__Given data__:

***

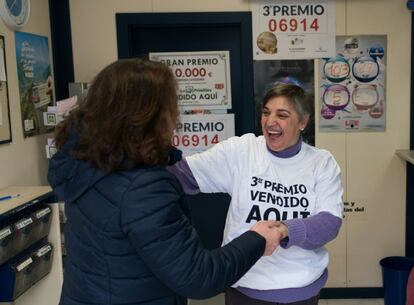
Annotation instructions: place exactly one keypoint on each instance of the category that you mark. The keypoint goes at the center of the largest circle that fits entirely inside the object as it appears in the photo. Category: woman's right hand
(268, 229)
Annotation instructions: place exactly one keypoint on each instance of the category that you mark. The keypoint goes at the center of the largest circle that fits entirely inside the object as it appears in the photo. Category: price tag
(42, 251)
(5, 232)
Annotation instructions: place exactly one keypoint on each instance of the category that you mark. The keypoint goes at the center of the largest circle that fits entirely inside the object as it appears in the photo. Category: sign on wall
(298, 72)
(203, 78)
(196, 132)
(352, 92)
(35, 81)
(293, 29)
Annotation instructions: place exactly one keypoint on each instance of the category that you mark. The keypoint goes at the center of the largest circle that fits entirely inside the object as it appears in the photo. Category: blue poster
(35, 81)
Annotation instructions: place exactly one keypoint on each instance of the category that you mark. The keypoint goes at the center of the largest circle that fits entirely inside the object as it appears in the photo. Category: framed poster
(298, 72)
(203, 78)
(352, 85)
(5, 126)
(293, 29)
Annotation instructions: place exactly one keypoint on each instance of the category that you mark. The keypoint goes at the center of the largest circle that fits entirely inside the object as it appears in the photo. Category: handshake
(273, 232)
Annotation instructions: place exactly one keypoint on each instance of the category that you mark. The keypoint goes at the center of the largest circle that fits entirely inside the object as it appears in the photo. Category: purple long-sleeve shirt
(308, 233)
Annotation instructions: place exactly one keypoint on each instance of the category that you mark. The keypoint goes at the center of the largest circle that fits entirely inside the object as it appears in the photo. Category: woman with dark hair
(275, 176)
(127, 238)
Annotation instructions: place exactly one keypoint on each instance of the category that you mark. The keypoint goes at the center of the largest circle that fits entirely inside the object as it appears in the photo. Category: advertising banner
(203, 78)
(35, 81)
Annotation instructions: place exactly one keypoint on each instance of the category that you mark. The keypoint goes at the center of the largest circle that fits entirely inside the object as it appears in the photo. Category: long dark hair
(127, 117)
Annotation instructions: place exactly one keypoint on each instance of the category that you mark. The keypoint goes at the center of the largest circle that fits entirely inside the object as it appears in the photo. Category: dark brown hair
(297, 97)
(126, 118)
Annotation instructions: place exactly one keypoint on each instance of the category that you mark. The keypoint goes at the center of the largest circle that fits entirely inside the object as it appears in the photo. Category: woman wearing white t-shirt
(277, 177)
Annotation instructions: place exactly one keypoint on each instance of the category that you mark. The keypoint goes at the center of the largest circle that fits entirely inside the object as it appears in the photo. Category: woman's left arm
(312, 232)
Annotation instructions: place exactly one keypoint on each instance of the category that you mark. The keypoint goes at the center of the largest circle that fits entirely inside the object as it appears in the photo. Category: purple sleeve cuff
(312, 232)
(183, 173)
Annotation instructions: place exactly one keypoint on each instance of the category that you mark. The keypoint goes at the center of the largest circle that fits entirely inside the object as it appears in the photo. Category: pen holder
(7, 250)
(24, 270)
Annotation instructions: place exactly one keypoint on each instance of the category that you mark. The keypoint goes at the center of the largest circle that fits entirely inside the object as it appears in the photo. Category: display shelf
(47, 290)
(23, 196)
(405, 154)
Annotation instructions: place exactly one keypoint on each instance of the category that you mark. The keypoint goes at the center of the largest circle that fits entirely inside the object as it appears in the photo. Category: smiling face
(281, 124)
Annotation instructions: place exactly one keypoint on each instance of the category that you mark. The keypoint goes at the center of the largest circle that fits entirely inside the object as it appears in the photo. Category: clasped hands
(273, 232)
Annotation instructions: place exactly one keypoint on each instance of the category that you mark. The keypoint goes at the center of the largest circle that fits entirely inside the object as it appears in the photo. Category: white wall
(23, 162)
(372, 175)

***

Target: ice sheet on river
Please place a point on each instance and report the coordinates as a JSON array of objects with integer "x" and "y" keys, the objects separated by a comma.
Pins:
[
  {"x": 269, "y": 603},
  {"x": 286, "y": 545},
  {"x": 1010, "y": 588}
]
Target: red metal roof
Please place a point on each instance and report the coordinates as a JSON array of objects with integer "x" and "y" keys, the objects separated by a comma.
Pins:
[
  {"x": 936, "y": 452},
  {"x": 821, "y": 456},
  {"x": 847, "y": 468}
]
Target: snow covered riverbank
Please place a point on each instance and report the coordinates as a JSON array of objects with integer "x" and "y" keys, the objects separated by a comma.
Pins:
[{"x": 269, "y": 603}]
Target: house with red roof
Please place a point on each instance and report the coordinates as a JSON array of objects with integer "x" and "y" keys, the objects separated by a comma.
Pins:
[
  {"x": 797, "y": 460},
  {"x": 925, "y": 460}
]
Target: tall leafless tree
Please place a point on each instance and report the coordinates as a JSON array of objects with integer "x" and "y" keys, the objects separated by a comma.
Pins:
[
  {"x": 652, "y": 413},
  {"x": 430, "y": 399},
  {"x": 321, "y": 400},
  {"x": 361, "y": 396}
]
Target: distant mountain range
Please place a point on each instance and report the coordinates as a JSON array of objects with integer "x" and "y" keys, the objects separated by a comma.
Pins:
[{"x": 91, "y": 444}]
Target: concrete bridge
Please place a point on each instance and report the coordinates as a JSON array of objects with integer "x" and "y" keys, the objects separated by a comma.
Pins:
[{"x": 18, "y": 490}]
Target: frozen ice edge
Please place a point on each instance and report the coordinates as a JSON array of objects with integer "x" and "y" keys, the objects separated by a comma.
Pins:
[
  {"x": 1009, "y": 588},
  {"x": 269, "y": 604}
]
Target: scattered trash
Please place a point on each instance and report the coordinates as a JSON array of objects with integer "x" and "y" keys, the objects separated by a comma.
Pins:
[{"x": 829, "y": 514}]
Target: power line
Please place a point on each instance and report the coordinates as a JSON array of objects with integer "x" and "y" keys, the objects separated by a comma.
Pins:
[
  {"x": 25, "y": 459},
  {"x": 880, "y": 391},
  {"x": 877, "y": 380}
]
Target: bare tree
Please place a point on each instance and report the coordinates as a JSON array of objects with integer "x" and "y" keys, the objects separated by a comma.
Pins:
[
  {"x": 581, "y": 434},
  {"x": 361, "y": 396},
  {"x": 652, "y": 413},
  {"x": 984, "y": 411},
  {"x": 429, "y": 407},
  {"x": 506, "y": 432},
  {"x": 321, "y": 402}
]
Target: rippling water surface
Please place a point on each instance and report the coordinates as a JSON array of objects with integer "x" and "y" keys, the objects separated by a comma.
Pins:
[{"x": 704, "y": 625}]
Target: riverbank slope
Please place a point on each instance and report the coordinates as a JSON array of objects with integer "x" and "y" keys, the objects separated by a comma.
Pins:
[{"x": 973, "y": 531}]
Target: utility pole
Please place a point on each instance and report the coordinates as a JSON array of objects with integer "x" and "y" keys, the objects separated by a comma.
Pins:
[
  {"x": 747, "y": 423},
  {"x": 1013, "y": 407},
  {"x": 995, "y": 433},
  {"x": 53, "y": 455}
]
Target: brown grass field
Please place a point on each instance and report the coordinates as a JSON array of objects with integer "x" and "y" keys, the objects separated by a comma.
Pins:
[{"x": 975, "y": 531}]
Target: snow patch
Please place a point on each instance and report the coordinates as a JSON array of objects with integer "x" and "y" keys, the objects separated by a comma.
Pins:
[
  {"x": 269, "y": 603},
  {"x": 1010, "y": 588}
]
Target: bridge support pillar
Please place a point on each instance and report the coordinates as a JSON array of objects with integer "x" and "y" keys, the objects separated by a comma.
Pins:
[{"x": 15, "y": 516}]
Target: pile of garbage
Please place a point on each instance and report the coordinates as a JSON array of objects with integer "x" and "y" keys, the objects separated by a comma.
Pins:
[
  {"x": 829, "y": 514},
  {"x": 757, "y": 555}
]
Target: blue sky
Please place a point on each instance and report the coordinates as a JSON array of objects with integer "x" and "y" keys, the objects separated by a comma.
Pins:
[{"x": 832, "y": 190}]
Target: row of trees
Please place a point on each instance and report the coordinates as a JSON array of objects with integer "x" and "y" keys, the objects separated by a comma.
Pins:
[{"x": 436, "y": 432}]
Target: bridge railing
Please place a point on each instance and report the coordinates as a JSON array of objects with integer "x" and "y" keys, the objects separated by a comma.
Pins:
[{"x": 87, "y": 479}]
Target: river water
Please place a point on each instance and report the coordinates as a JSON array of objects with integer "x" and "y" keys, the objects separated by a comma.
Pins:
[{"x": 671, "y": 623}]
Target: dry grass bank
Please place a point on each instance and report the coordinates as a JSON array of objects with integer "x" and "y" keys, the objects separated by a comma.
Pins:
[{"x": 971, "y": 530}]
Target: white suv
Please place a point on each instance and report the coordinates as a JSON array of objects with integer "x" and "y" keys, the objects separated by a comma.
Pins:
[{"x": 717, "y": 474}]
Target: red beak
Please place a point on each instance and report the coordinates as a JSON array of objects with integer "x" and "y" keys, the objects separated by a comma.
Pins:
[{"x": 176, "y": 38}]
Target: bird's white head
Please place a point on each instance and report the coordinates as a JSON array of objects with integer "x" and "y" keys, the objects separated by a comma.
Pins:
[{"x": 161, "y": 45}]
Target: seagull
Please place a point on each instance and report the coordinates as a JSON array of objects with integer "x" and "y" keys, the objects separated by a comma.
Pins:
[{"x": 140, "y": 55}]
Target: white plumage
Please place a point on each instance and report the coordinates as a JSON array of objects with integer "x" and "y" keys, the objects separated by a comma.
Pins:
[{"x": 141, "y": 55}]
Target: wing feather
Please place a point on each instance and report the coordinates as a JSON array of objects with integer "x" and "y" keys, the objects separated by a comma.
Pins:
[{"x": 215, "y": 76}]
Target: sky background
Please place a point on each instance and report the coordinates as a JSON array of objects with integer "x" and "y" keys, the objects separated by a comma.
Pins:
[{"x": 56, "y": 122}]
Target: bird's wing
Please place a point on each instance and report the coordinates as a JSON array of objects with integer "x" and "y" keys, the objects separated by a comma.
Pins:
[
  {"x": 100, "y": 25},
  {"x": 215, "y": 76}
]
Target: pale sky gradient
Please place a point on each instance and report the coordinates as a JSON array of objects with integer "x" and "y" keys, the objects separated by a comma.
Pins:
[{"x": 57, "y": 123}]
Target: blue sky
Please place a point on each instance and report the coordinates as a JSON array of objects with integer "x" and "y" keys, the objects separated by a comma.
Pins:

***

__Task to complete__:
Count the lines in the data above that contain the string "wing" and reply with the number alone.

__Exercise result__:
2